GIVEN EXERCISE:
Name each person who speaks in the conversation excerpt below, in the order they first speak.

GIVEN PASSAGE:
——————————
Greg Lotko: And then making sense of it. Earlier on you were talking about all this data that’s coming at you and it made me think of the fire hose. So you got the fire hose coming at you, you want to be able to categorize it and standardize it so that you know you’re looking at things and being able to compare them the same way. But then you got to kind of pick through the needles in the haystack and figure out what’s important to you and then how those elements relate.

Daniel Newman: Yeah, it’s interesting too to hear about the examples of the different tools and the different business units. It reminds me of are we using Zoom, are we using Webex? Are we using teams. Except for IT nerds that are trying to figure out what they’re going to use for these solutions. But how much more work is it, how much more focus is on it? How much more time is spent? Now, again, I’m not asking you to share anything proprietary, I know you can’t, but for those, it’s really big fund. I mean a number. It’s a very big business. The data has to be mountainous, the amount of data. Is the effort, the work, is it becoming more complicated or is that the observability tools, are they actually making this easier to handle and are you able to get them all into one? Are you able to do it all with one solution or are you still running multiples?

Greg Lotko: Yeah, so is it just expanding or is it narrowing and you’re getting more focus?

Brett Dawson: I think that we’re in that, or over the hill of that beginner stage of a lot of the trends that come along, where now we’re starting to see a lot of focus into, okay, now we’ve experienced every product because every product under the sun came out within a two-year period, and there was no real governance around a lot of things. To where now, okay, now we know where the strengths and weaknesses are of the different platforms that we’re seeing to where now we can start driving. And you see it all over the place. People find their favorites now after 10 years and they start to just pick them and they’re the ones that serve them best.

Greg Lotko: And you also see fundamentally I could say what works and what doesn’t work, but that’s a little too over the top. It’s what provides value and what’s meaningful and what’s actionable versus yeah, I can see that. You can tell me that. And I can see that I have that information, but it doesn’t really provoke me to do anything. So you kind of figure out, there’s all this stuff that I can observe, but what are the things that are most important? And I would imagine as you get the experience within your business is seeing where that leads you. You go, okay, this tool may be more well-suited more to what it is we’re looking for versus something else. Even though everything across the board is claiming to the goal of getting to the same endgame.
——————————
DATA ROWS:
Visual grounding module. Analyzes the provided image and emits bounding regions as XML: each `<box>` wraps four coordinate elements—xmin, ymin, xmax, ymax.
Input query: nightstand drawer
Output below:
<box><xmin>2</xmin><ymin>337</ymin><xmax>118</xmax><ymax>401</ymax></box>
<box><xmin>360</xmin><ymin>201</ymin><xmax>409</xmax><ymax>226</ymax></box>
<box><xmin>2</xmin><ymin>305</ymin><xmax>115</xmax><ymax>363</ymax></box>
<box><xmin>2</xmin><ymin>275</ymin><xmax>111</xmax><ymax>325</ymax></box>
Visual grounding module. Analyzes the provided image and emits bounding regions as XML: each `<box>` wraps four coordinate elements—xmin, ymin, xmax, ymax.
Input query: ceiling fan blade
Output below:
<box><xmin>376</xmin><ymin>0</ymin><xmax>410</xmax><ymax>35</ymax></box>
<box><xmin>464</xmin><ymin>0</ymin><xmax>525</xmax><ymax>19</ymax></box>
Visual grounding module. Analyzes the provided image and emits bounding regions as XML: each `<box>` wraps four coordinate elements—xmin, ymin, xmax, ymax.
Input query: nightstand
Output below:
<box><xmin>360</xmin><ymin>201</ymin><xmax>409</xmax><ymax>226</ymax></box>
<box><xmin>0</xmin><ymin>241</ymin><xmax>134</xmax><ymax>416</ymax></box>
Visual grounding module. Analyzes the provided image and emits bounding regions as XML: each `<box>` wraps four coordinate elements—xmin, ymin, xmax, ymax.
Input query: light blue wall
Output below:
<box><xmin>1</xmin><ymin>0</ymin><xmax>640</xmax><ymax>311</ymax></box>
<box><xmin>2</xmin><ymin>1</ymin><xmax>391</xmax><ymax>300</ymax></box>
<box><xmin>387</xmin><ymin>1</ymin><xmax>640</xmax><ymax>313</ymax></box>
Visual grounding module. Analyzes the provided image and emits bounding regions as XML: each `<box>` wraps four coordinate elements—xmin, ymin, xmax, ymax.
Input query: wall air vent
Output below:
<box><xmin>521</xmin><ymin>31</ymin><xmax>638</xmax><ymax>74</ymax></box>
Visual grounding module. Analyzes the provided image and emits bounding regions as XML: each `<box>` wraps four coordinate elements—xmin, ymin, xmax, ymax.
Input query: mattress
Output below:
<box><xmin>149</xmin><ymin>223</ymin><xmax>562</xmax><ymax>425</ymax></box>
——————————
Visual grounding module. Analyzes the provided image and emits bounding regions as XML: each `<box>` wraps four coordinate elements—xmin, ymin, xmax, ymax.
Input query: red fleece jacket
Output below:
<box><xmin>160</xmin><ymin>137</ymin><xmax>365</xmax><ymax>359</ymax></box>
——————————
SOLVED PROBLEM:
Greg Lotko, Daniel Newman, Brett Dawson